What you will do ::
Rewrite the rows below so that "benchmark run" becomes "test run" wherever it occurs, with every other word left unchanged.

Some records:
------

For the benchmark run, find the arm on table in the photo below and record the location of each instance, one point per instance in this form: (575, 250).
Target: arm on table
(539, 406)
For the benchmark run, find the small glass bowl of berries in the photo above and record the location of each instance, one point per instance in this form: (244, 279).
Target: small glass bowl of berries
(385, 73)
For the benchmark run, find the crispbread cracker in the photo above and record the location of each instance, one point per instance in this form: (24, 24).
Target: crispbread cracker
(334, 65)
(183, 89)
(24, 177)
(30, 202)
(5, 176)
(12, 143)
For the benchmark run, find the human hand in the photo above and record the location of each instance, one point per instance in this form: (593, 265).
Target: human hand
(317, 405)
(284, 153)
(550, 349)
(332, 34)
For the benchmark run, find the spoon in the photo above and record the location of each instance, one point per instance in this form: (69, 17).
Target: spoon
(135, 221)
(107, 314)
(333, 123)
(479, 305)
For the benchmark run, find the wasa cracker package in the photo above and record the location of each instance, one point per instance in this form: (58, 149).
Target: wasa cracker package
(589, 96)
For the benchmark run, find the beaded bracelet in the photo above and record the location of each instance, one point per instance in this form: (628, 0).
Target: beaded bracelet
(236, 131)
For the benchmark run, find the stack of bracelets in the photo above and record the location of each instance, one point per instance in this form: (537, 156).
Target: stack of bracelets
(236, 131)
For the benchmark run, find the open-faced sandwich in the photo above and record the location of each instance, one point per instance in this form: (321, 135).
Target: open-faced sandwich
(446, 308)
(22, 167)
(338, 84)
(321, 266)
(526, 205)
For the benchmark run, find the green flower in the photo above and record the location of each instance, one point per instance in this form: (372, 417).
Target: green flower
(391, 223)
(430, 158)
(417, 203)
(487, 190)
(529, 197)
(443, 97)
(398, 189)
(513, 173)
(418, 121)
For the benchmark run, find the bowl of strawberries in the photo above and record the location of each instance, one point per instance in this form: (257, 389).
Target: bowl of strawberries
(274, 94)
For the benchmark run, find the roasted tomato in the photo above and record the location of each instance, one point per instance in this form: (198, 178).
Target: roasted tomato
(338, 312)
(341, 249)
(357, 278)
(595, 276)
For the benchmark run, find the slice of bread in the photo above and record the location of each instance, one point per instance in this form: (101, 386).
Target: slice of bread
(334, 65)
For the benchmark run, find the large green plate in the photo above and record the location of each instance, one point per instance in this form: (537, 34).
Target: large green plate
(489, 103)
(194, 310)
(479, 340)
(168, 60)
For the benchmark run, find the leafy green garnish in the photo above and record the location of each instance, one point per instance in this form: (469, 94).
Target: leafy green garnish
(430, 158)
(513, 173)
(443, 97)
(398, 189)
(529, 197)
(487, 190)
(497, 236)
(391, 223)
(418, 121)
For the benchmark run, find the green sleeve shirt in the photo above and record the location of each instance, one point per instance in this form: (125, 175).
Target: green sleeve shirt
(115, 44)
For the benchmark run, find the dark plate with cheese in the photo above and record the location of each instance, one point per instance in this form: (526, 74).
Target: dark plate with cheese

------

Exercise answer ::
For the test run, find the arm on table in the photo below and record the location of each instance, one point per instance in this form: (575, 250).
Target: arm on table
(539, 406)
For the test run, find the small glass bowl of berries in the photo above and record the location of each instance, one point per instance in this form: (244, 279).
Target: small glass bowl of berries
(385, 73)
For the test run, find the crispbread cracker in the photo above and record the location of each instance, one point per instance in this form: (24, 24).
Target: crispbread cracker
(334, 65)
(183, 89)
(24, 177)
(30, 202)
(5, 176)
(12, 143)
For the test run, find the human hand in the photo above and record the location of each instance, one point per instance in this form: (593, 265).
Target: human hand
(317, 405)
(284, 153)
(550, 349)
(332, 34)
For the test run, find the spoon in the photo above and record the location of each instance, one point per instance in this form: (69, 17).
Target: spoon
(135, 221)
(107, 314)
(333, 123)
(479, 305)
For the test run, find the wasa cracker package in the photo above and record the location of each instance, one point per instance in this form: (58, 149).
Target: wasa cracker package
(589, 96)
For the test run, find the beaded bracelet in the photo above and record the location of each instance, one point per instance in this form: (628, 0).
Target: beaded bracelet
(236, 131)
For the test run, find the stack of bracelets in the photo above and record the location of each instance, one point per instance in this form: (537, 156).
Target: stack of bracelets
(236, 131)
For the test run, find the open-faced sandwich in the photo above and record the location of each instance, one point per instance in this form: (321, 135).
Target: open-faced sandwich
(446, 308)
(22, 167)
(338, 84)
(321, 266)
(526, 205)
For the test run, find the green flower in the photo above and record the location of each instance, one point per instance in this form: (372, 417).
Target: green flower
(391, 223)
(430, 158)
(417, 203)
(487, 190)
(529, 197)
(443, 97)
(398, 189)
(513, 173)
(418, 121)
For the test run, find the bowl of strawberries in the photo above and record the location of each instance, one point per instance in this form: (257, 389).
Target: bowl of strawberries
(274, 94)
For the test run, find the roasted tomato in the photo above and record the location of each instance, one point per instance in this form: (198, 178).
Target: roasted tomato
(338, 312)
(341, 249)
(357, 278)
(595, 276)
For the test run, find the slice of bread in the photo above and record the location of each instance, one point per instance in this form: (101, 386).
Target: slice of bread
(334, 65)
For the test run, find the large green plate in the photo above and record the location of each instance, one point per instance in this form: (537, 34).
Target: large green plate
(489, 103)
(194, 310)
(479, 340)
(168, 60)
For the test run, find the leafy green garnish in the photo above and record the location of each instance, one point per instance in this form: (469, 94).
Target: leafy green garnish
(430, 158)
(513, 173)
(443, 97)
(398, 189)
(529, 197)
(487, 190)
(497, 236)
(391, 223)
(418, 121)
For the test run, find the green sleeve shirt in the photo above and record the location of each instance, one point per instance in this form: (125, 175).
Target: green sleeve shirt
(115, 44)
For the test run, find the dark plate with cheese in the photo above and record the location of each instance, one point per instance in this form: (526, 74).
Target: dark plate with cheese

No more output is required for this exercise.